- **YOUR GOAL**: From the data underneath, reproduce exactly the stretch that begins at the line with "of the refrigerator" and ends after the line with "of the textured".

(Natural language region descriptions)
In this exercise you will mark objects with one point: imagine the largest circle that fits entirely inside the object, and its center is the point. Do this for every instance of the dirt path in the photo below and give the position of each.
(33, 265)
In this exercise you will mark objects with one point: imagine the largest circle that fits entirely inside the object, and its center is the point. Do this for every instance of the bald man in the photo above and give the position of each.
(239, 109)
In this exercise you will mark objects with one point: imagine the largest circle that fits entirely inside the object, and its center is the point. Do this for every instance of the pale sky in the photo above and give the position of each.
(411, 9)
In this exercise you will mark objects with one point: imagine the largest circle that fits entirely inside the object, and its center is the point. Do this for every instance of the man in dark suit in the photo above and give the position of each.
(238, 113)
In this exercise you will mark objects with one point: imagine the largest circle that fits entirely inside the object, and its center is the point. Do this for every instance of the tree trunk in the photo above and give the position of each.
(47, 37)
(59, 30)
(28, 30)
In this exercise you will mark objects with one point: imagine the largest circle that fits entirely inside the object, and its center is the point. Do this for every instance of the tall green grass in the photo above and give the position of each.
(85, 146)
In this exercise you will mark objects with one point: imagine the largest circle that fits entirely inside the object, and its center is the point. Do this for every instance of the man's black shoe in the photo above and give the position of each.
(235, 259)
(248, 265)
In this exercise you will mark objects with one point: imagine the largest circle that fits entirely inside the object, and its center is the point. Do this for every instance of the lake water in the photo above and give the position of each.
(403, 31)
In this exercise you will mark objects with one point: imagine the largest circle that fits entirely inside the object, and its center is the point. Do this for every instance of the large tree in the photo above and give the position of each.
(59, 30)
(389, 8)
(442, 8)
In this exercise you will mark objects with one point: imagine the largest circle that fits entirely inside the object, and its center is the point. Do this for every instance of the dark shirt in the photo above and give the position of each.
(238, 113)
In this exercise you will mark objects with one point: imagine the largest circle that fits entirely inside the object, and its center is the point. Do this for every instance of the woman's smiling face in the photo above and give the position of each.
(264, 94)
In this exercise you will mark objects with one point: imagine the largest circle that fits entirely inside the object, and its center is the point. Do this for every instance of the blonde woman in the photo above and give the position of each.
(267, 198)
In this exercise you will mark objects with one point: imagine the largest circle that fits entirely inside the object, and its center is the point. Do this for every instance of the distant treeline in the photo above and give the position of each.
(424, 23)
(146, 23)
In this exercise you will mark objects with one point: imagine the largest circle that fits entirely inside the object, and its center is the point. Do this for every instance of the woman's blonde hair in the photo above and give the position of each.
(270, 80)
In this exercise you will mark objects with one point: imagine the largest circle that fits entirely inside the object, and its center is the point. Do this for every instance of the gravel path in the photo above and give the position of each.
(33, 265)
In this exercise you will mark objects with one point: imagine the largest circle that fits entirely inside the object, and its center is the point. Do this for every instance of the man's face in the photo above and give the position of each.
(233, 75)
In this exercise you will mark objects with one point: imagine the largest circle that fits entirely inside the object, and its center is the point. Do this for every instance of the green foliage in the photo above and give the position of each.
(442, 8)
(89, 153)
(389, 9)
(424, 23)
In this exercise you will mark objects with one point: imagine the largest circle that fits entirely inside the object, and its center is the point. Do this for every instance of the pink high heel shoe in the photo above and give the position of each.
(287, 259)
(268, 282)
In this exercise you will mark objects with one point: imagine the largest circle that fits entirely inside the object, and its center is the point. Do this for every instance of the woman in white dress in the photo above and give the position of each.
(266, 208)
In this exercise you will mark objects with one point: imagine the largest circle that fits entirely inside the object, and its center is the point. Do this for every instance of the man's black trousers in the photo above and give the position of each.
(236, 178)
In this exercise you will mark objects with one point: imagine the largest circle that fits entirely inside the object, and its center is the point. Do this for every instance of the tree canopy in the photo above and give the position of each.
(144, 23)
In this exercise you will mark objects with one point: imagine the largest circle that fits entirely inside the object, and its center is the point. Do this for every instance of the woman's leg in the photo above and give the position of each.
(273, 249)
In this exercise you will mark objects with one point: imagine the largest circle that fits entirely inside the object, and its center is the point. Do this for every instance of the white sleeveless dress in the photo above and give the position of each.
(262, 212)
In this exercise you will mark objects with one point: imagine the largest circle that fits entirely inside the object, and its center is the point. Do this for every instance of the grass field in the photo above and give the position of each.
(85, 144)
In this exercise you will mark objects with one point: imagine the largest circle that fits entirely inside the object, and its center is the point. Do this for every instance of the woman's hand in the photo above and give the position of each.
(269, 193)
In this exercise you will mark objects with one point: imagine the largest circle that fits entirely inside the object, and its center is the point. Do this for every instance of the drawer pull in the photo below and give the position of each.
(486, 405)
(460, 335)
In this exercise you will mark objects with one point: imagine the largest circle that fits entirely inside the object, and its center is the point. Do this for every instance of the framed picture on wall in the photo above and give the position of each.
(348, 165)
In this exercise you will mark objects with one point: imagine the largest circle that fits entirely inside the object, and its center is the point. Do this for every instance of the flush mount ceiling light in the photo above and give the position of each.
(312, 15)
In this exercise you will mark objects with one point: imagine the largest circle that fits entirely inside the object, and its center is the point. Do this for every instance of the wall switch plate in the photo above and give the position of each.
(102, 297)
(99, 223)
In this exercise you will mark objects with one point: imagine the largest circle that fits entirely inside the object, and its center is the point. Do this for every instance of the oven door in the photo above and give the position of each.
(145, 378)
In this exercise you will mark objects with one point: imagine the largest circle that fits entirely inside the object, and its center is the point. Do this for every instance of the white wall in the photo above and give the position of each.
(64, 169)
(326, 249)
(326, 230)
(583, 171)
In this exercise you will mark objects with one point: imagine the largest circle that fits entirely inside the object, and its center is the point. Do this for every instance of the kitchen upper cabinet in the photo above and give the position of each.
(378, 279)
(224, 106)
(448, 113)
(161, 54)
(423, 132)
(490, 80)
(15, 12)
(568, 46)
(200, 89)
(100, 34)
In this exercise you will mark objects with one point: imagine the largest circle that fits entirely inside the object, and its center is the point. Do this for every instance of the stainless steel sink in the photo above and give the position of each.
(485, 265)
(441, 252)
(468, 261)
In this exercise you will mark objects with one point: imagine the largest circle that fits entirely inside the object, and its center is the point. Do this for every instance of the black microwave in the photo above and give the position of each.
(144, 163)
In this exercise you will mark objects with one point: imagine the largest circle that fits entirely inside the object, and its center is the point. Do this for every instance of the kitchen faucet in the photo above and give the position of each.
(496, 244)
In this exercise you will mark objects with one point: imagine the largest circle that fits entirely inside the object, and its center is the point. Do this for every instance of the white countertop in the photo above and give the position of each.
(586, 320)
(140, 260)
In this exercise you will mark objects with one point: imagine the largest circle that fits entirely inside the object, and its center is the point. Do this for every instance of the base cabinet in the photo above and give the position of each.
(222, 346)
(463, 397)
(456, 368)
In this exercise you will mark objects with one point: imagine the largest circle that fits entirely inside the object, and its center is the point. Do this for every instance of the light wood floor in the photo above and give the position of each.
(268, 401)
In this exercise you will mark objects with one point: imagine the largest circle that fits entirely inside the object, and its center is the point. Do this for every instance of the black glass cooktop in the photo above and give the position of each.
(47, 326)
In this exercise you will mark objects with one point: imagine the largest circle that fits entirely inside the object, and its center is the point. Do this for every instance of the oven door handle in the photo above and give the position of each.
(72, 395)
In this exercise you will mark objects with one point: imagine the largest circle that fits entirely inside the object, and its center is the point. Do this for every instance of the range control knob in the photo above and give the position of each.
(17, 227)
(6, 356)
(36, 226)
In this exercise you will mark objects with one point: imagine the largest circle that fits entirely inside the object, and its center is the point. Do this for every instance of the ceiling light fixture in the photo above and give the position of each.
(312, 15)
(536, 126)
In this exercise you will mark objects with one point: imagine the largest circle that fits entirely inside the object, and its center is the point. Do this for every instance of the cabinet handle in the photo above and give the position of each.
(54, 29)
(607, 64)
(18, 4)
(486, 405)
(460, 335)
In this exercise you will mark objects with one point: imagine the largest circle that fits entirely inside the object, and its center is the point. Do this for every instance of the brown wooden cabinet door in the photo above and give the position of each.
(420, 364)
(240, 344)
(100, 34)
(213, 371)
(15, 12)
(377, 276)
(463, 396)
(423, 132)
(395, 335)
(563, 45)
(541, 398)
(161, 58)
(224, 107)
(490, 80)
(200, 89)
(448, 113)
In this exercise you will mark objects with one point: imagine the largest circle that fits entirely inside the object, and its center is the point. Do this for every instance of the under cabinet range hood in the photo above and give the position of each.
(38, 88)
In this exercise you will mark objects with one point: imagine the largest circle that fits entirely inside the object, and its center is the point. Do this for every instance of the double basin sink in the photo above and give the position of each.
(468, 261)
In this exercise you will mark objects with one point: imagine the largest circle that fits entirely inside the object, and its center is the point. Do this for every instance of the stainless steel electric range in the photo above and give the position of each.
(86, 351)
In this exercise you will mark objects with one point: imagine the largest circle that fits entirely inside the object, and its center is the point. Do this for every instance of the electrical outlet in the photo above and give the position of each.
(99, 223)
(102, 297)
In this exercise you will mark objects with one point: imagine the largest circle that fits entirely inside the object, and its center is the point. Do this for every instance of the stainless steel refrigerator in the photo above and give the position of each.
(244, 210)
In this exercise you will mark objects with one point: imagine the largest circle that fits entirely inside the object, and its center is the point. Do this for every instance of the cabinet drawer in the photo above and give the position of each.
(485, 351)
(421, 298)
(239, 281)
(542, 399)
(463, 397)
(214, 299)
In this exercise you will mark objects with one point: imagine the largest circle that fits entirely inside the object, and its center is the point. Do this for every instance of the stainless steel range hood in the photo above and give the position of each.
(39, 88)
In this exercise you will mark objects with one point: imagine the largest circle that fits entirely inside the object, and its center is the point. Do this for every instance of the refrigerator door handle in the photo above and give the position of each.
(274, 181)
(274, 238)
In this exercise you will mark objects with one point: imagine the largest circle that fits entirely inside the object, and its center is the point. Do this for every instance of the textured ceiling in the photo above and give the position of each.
* * *
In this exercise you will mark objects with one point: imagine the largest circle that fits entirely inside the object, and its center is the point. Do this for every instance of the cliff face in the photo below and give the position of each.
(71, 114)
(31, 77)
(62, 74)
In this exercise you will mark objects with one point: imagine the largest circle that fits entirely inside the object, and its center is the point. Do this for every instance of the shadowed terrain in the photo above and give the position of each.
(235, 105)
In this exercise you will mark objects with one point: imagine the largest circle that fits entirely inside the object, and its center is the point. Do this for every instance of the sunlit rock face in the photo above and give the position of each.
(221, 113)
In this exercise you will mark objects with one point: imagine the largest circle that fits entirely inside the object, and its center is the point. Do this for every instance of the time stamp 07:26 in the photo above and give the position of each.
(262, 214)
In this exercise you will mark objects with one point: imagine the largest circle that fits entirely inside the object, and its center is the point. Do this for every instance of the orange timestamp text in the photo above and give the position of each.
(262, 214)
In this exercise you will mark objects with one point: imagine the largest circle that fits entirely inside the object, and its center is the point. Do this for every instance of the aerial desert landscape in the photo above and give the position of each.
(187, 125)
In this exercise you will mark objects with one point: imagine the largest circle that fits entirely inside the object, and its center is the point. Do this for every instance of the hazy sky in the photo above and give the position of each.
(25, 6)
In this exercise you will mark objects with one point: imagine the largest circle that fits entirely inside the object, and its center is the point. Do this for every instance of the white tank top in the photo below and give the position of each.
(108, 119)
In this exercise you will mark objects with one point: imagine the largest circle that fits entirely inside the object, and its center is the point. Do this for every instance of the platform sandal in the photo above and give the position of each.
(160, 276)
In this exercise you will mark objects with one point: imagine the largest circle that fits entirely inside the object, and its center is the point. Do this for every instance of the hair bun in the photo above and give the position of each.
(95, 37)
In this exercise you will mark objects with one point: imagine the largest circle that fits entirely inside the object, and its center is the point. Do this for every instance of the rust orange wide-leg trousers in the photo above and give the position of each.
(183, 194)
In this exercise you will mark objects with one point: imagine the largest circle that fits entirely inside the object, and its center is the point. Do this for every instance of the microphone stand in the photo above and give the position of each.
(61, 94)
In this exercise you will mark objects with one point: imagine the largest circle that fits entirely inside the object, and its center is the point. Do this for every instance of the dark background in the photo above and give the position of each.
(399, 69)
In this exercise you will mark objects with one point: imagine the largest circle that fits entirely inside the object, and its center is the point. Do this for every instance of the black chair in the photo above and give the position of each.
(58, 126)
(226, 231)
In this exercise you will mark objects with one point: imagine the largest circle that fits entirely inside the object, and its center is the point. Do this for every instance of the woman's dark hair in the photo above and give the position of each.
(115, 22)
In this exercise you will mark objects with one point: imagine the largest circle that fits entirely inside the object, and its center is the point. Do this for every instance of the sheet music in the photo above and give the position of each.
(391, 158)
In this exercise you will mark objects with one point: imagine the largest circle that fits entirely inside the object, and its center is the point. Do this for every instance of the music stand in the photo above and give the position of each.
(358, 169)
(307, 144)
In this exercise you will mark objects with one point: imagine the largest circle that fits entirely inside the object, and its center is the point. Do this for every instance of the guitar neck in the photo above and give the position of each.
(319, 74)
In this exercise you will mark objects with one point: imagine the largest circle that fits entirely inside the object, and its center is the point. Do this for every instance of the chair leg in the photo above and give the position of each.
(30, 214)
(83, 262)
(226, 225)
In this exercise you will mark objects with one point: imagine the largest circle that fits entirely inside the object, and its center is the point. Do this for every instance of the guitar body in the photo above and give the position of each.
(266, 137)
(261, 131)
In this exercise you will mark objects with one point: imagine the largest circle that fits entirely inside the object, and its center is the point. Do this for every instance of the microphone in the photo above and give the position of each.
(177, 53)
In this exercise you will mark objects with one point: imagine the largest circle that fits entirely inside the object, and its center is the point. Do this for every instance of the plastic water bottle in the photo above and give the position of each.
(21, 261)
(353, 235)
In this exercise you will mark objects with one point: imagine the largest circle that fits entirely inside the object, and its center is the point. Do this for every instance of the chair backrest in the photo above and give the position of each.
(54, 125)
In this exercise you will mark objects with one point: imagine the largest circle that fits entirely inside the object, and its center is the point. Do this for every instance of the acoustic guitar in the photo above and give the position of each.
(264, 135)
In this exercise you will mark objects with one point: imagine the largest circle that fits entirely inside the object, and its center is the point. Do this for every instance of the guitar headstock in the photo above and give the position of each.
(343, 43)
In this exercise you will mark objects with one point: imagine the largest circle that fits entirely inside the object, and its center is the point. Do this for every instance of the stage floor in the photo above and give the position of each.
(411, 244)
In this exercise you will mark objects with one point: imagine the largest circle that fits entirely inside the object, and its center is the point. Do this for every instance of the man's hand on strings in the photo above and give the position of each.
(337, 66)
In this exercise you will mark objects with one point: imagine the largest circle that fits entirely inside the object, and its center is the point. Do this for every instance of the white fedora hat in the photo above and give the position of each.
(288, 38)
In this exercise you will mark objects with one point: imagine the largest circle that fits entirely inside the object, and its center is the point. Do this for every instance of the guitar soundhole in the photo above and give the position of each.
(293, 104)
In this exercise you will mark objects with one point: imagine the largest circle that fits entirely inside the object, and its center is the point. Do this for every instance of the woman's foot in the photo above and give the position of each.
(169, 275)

- **ANSWER SPACE**:
In this exercise you will mark objects with one point: imagine the largest circle that fits entirely inside the object, and its center is the point. Do this for every instance of the refrigerator door handle in the photo above and give the position of each.
(274, 181)
(274, 238)
In this exercise you will mark objects with one point: imagine the largest circle that fits entirely inside the object, and its center is the point. Do this for every instance of the textured ceiling in the photo above and give the position of each.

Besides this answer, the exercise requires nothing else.